## Material for this exercise

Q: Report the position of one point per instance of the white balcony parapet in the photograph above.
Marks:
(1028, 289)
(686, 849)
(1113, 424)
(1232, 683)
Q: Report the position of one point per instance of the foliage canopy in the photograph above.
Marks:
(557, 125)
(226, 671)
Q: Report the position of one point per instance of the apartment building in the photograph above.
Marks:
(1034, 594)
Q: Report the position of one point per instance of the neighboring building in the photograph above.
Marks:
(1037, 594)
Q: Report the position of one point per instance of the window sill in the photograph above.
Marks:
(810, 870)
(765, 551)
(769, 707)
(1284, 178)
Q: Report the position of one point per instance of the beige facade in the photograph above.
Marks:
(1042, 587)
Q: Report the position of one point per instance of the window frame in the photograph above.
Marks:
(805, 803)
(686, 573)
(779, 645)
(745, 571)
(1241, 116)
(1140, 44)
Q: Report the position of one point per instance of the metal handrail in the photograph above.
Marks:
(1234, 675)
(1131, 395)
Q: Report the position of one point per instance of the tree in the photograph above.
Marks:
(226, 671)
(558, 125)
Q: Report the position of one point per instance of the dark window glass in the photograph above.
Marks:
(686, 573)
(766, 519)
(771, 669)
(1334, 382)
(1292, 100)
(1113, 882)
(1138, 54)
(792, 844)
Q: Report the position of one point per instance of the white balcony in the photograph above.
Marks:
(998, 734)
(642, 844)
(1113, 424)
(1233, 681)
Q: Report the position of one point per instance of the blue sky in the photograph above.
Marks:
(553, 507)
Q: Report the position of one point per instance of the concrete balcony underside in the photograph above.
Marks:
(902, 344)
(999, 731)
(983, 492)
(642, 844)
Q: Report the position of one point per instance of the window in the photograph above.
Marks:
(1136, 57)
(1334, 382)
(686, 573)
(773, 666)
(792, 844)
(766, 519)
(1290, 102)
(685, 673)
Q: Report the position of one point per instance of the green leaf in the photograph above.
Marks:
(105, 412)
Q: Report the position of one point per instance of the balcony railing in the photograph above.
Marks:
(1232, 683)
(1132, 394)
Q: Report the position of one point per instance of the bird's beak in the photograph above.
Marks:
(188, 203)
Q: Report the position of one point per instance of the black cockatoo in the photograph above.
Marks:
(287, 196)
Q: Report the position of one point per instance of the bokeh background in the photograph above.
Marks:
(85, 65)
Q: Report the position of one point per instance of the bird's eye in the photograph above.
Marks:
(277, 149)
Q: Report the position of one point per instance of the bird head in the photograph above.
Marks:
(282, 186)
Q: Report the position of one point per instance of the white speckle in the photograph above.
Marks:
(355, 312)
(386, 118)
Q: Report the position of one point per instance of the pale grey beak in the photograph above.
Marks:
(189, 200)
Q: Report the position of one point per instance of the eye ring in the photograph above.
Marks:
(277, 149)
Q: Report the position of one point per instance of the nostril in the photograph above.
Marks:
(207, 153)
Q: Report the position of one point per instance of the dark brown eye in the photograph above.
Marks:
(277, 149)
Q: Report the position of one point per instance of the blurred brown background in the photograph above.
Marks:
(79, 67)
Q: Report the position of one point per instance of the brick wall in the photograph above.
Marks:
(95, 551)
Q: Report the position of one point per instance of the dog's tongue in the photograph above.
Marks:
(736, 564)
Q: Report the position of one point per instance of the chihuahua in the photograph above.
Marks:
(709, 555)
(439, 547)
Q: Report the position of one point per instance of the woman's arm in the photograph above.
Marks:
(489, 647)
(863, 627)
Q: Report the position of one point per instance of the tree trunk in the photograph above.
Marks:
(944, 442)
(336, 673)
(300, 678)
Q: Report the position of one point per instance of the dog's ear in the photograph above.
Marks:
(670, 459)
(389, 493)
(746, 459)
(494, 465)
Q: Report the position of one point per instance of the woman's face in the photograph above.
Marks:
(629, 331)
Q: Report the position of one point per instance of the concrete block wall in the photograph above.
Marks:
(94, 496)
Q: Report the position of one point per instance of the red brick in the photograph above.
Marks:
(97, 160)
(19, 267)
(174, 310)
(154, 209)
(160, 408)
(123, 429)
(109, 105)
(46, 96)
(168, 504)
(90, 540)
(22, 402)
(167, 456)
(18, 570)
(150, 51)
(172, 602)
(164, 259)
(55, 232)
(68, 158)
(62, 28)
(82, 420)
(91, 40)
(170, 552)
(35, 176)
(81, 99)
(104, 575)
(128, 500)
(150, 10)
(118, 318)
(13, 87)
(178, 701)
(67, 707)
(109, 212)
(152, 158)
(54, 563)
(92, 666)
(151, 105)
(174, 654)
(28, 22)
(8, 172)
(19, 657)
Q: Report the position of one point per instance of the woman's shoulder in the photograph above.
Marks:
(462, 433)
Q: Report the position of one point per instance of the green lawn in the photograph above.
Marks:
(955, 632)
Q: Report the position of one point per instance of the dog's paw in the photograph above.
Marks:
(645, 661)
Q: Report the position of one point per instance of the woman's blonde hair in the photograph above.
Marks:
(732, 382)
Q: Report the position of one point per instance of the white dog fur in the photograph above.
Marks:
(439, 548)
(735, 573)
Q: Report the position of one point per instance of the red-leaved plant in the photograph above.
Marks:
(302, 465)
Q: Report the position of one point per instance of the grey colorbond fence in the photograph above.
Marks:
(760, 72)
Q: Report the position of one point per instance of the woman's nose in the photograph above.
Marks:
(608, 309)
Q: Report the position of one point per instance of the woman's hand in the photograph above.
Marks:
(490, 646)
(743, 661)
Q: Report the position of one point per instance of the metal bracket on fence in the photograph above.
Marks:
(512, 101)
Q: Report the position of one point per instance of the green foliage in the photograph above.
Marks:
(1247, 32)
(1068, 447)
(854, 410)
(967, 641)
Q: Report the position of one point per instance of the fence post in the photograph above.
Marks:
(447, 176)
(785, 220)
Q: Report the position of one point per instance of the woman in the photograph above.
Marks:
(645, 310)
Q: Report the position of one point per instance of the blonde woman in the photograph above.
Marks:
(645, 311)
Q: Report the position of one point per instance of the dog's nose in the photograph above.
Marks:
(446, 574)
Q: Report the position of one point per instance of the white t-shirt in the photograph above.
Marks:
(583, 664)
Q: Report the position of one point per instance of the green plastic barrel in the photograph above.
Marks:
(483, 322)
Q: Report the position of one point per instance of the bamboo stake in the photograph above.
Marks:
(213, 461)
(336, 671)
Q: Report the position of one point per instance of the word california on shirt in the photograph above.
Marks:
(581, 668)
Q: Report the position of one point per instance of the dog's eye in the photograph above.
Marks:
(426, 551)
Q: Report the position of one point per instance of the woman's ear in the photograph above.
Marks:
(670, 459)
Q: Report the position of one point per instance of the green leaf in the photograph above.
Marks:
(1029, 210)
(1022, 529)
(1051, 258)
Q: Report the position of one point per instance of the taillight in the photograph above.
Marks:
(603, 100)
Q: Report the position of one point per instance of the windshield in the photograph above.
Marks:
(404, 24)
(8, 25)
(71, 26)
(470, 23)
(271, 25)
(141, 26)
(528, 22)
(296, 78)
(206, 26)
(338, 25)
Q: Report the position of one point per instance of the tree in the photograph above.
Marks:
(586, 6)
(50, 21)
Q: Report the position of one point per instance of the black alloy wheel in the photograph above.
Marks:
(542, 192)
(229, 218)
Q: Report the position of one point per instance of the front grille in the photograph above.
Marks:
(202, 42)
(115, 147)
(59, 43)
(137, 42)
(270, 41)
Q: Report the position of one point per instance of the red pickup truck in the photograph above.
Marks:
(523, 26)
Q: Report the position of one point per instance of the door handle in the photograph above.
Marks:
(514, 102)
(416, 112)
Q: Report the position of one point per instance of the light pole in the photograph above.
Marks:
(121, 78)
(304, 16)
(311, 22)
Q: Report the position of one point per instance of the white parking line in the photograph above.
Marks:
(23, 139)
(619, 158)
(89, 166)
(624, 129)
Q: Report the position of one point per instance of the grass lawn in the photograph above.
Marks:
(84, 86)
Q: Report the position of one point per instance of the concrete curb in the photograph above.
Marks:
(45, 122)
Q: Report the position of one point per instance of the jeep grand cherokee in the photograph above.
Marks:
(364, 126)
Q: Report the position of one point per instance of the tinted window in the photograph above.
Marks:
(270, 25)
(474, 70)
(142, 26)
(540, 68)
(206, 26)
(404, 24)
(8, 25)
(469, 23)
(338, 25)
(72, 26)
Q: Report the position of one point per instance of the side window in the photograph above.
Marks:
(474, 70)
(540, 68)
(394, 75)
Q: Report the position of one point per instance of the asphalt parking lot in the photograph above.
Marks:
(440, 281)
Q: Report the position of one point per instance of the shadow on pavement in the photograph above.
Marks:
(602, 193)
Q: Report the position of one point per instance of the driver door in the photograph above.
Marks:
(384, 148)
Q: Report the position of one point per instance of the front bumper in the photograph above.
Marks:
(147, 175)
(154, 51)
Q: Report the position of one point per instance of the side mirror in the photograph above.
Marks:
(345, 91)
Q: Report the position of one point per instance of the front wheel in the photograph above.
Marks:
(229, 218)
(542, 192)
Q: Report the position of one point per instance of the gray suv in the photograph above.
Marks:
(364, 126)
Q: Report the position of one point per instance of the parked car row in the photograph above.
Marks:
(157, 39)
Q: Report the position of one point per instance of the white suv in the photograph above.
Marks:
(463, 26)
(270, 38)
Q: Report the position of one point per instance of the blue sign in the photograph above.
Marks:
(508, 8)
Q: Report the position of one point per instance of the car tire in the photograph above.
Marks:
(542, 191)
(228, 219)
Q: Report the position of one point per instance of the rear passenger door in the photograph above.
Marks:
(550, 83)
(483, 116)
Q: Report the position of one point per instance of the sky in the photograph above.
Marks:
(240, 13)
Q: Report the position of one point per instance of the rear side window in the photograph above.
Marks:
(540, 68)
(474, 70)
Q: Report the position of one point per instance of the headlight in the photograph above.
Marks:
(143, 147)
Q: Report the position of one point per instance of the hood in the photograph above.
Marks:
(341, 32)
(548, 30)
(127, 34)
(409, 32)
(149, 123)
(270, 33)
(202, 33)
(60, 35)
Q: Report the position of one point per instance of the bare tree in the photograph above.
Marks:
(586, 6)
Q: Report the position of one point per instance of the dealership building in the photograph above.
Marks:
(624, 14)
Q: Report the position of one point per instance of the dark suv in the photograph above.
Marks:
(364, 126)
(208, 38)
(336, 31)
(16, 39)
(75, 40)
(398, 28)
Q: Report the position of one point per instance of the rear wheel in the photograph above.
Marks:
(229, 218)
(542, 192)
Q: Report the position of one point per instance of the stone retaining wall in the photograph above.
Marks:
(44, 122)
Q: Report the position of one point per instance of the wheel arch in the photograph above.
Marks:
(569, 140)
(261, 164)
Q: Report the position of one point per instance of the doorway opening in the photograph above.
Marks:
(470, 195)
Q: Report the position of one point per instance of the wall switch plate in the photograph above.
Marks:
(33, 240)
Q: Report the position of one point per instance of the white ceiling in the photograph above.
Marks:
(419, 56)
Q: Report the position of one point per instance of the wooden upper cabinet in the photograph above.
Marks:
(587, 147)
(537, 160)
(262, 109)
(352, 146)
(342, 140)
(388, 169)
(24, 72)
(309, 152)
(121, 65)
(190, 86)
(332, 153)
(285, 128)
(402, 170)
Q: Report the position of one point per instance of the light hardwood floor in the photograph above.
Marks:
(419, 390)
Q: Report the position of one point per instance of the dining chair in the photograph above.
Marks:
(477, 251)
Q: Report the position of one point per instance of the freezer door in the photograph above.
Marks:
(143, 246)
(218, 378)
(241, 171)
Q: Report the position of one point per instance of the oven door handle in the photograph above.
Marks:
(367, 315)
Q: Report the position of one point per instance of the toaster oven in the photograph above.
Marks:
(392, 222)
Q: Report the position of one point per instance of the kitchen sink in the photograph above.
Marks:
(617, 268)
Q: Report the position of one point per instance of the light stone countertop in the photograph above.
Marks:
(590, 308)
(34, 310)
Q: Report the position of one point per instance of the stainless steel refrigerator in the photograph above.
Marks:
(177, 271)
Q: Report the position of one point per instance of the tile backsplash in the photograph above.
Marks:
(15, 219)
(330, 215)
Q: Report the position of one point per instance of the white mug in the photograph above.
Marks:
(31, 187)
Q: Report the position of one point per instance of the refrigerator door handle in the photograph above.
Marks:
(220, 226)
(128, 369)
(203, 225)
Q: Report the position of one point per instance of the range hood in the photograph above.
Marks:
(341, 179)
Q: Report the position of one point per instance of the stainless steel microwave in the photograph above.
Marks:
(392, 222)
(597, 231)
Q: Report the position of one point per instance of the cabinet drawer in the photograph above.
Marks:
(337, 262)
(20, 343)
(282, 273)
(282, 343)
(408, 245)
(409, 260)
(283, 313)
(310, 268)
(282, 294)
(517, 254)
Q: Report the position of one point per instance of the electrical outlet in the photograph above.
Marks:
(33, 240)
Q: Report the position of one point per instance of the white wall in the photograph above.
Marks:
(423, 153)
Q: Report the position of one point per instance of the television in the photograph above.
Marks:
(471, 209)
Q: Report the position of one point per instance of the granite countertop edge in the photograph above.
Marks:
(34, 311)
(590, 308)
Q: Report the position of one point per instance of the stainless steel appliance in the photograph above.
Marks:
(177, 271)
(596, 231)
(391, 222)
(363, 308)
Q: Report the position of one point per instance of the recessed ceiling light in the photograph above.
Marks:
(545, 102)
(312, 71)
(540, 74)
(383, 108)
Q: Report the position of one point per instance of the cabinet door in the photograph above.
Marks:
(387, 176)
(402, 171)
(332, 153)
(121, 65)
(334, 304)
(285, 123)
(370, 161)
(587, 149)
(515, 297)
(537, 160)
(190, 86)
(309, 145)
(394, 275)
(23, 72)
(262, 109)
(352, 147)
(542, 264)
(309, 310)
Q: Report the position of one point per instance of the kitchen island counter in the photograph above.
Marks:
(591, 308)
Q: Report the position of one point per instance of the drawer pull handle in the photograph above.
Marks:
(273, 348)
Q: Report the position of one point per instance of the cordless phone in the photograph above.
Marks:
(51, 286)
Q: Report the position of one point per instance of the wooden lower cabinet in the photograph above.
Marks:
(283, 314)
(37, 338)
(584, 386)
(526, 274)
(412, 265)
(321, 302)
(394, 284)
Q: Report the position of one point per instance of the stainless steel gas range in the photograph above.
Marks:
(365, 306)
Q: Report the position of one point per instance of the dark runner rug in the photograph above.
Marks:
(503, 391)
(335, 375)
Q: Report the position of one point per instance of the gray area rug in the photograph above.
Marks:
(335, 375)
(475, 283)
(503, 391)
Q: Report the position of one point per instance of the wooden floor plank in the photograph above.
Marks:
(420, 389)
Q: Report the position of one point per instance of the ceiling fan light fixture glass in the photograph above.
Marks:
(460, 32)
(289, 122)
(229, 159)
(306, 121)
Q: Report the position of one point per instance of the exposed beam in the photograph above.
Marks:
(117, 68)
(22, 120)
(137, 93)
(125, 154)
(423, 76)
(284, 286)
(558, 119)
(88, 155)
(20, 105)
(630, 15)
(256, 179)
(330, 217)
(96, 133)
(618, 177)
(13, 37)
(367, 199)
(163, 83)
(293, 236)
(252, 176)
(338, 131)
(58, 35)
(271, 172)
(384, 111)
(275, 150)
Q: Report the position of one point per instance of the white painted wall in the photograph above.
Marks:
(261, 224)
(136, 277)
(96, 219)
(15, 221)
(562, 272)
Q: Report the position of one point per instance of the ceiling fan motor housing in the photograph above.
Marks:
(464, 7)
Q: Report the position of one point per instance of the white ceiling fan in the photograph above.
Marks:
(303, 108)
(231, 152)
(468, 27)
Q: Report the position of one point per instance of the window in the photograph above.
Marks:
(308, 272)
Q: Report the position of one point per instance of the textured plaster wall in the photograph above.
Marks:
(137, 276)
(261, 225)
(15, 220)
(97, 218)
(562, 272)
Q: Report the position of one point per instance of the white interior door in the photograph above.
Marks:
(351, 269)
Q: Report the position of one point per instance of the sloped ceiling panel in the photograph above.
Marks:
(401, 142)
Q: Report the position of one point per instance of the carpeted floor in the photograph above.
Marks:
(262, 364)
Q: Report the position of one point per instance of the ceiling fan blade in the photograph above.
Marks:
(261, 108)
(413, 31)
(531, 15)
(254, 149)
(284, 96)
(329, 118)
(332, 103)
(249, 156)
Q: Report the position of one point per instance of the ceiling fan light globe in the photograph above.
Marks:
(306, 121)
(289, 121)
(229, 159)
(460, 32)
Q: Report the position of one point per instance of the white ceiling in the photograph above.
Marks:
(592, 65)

## Aim
Reproduce everything above from the first line down to the line containing "(1132, 394)", switching "photograph" to "image" and leaving all else in those lines unaltered.

## Answer to the exercise
Q: Report the position of one point per instance of the white balcony parapet in the image above.
Marks:
(1028, 289)
(686, 849)
(1113, 424)
(1232, 683)
Q: Report the position of one point per instance of the foliage canopy in the image above.
Marks:
(557, 125)
(226, 671)
Q: Report the position of one point per instance of the apartment building in the image above.
Marks:
(1034, 594)
Q: Report the position of one point per instance of the neighboring building in the image above.
Marks:
(1037, 594)
Q: Report the position of one point per instance of the window sill in the image above.
Marks:
(810, 870)
(765, 551)
(769, 707)
(1284, 178)
Q: Report the position of one point per instance of the beige facade in the image above.
Marks:
(1042, 587)
Q: Report the position of one point per instance of the window frame in the image above.
Marks:
(805, 803)
(686, 573)
(779, 645)
(745, 571)
(1241, 116)
(1140, 44)
Q: Report the position of one point per instance of the metal handrail in the image above.
Marks:
(1234, 675)
(1131, 395)
Q: Report the position of one point per instance of the tree in the image above.
Marks:
(226, 671)
(558, 125)
Q: Report the position of one point per instance of the dark window glass in the image above.
Marks:
(686, 573)
(766, 519)
(771, 669)
(1334, 382)
(1292, 100)
(1113, 882)
(1138, 54)
(792, 844)
Q: Report the position of one point per instance of the white balcony in the image above.
Marks:
(998, 734)
(642, 844)
(1113, 424)
(1233, 681)
Q: Report the position of one point per instance of the blue sky in the image above.
Marks:
(553, 507)
Q: Report the position of one point per instance of the concrete balcony underside in the image above.
Marks:
(902, 344)
(999, 731)
(983, 492)
(642, 844)
Q: Report the position of one point per instance of the window in the image above.
Marks:
(1136, 57)
(1334, 382)
(686, 573)
(773, 666)
(792, 844)
(766, 519)
(1290, 102)
(685, 673)
Q: Report the position of one point per instance of the green leaf in the image above.
Marks:
(105, 412)
Q: Report the position of one point per instance of the balcony railing in the image above.
Marks:
(1232, 683)
(1132, 394)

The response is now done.